* DIRECTIONS
Pull out every line below that contains the word "green".

* EXTRACTED INFORMATION
- - - - -
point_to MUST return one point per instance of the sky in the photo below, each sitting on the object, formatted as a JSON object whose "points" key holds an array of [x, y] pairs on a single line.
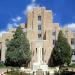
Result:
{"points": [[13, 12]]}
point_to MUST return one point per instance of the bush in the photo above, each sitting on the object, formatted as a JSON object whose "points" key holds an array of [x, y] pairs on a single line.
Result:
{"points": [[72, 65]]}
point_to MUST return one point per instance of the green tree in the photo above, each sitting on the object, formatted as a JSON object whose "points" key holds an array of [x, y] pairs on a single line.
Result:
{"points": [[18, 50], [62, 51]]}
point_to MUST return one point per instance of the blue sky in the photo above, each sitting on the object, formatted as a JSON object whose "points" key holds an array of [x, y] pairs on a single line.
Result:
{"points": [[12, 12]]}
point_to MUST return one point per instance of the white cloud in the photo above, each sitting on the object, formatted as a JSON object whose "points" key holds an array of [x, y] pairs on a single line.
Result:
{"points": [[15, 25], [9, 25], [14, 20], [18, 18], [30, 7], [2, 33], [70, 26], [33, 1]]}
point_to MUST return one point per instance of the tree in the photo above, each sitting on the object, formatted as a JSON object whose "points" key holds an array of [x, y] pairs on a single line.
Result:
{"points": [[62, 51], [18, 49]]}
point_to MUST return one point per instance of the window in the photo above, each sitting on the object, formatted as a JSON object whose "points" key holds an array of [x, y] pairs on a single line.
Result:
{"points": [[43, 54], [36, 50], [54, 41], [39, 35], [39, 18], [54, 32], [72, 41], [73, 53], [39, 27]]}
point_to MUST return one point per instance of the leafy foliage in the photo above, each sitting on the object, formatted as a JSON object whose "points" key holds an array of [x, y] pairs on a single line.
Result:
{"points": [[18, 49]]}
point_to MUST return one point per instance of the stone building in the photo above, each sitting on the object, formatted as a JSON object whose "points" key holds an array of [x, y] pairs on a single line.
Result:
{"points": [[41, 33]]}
- - - - -
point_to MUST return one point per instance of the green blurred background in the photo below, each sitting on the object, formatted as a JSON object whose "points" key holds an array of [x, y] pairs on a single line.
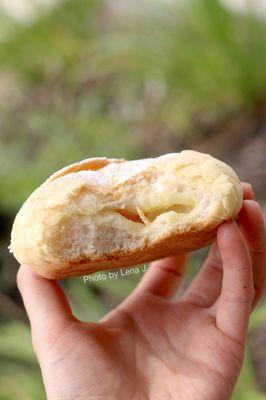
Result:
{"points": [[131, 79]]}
- - - - -
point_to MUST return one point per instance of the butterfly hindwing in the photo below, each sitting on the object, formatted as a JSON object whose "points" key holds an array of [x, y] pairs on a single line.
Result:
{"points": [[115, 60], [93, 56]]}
- - - - -
* EXERCISE RESULT
point_to MUST return one point per instance of the green tree in the photo above, each sitting on the object, formatted as a JSON object whose "points" key holds an array of [x, y] pairs on a single line.
point_to MUST return one point per instance of the green blurred background in the photo below, each sitting on the object, formatted as a JSON object whose "points" key holds an array of [x, y] pairs on a single line.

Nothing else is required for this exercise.